In the data below, how many lines contain the word "window"? Matches are case-sensitive, and the reply should be only the number.

[Data of labeled object points]
··········

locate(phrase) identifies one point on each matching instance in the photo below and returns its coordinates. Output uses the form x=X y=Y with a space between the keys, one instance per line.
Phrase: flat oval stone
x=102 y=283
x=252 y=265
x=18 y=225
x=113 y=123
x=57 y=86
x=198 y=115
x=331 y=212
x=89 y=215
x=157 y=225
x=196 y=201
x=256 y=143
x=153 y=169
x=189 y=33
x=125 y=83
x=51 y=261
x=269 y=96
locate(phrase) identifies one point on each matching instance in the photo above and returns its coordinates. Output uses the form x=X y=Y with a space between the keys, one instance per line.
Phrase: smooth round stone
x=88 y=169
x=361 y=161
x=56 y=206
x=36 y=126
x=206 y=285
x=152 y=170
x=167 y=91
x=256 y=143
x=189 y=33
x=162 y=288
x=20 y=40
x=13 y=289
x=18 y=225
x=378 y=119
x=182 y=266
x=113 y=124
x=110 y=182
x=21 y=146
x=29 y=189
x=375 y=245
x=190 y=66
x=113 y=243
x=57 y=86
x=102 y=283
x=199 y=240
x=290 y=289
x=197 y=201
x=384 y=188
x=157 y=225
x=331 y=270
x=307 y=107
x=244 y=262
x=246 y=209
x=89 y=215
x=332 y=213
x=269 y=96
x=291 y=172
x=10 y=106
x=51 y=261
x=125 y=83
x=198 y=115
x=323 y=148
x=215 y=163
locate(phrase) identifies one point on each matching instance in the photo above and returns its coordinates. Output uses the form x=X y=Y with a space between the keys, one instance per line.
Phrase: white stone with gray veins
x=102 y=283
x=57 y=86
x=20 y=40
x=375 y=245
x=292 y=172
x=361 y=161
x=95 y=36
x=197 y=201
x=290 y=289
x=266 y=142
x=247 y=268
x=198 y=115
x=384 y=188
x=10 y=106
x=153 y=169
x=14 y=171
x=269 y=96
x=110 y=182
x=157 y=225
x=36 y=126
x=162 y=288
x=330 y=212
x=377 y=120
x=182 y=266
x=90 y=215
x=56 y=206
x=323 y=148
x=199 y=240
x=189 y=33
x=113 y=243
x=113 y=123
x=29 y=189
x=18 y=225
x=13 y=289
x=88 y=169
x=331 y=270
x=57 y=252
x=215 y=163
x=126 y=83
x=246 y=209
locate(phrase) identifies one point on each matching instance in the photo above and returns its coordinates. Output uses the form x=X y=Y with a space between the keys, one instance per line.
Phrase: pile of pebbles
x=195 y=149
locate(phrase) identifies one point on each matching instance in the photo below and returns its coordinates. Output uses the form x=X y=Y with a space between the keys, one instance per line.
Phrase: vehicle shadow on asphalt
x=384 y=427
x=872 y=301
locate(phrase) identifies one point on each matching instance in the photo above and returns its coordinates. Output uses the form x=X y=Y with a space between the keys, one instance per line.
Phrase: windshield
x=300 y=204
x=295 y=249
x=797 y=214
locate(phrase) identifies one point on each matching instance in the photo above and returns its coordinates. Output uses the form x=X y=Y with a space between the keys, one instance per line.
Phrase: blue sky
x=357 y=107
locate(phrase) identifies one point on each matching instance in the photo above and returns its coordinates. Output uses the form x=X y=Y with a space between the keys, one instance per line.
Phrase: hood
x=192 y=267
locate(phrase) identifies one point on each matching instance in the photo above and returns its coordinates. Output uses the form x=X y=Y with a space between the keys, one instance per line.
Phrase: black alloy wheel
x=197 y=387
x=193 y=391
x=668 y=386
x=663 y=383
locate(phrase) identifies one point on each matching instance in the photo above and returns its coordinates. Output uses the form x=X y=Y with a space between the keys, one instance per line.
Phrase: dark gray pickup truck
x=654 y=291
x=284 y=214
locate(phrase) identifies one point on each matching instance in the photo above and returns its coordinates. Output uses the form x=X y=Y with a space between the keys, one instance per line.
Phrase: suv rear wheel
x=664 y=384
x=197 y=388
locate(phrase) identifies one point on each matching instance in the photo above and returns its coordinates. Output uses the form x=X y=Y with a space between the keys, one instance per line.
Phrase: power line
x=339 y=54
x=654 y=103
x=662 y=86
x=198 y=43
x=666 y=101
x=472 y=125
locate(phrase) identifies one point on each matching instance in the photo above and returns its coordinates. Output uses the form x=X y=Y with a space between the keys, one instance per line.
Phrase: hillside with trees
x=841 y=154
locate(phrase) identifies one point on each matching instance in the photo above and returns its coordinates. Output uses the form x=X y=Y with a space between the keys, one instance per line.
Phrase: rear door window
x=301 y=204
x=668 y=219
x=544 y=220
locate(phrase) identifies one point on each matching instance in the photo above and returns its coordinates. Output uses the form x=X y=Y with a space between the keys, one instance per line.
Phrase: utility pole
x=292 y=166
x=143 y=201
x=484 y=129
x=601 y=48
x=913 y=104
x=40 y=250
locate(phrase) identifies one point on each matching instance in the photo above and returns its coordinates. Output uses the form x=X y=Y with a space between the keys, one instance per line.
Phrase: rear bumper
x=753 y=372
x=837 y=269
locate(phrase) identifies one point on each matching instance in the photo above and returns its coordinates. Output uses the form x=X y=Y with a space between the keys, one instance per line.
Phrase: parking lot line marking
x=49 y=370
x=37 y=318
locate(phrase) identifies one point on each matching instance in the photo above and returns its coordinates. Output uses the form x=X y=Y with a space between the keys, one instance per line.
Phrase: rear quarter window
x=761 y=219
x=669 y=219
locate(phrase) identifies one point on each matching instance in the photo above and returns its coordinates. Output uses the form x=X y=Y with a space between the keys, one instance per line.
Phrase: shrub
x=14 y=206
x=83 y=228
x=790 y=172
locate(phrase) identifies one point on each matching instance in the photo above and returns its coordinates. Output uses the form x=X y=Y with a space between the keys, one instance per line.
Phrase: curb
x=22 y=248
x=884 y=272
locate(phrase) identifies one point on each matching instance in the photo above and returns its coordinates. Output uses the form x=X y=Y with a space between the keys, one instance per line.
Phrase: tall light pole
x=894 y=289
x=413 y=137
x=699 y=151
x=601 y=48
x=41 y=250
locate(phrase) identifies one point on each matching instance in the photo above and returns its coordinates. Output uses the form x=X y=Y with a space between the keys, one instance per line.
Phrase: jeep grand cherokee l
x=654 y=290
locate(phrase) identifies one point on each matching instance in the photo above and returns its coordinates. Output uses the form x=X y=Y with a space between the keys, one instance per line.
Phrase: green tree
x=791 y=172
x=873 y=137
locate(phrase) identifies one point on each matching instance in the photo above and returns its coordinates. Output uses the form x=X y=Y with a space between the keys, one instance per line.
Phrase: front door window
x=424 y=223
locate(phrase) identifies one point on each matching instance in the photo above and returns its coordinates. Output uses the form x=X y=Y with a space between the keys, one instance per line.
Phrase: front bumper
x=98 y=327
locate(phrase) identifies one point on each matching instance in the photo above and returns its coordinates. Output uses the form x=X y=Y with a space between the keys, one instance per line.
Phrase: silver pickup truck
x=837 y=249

··········

Exercise answer:
3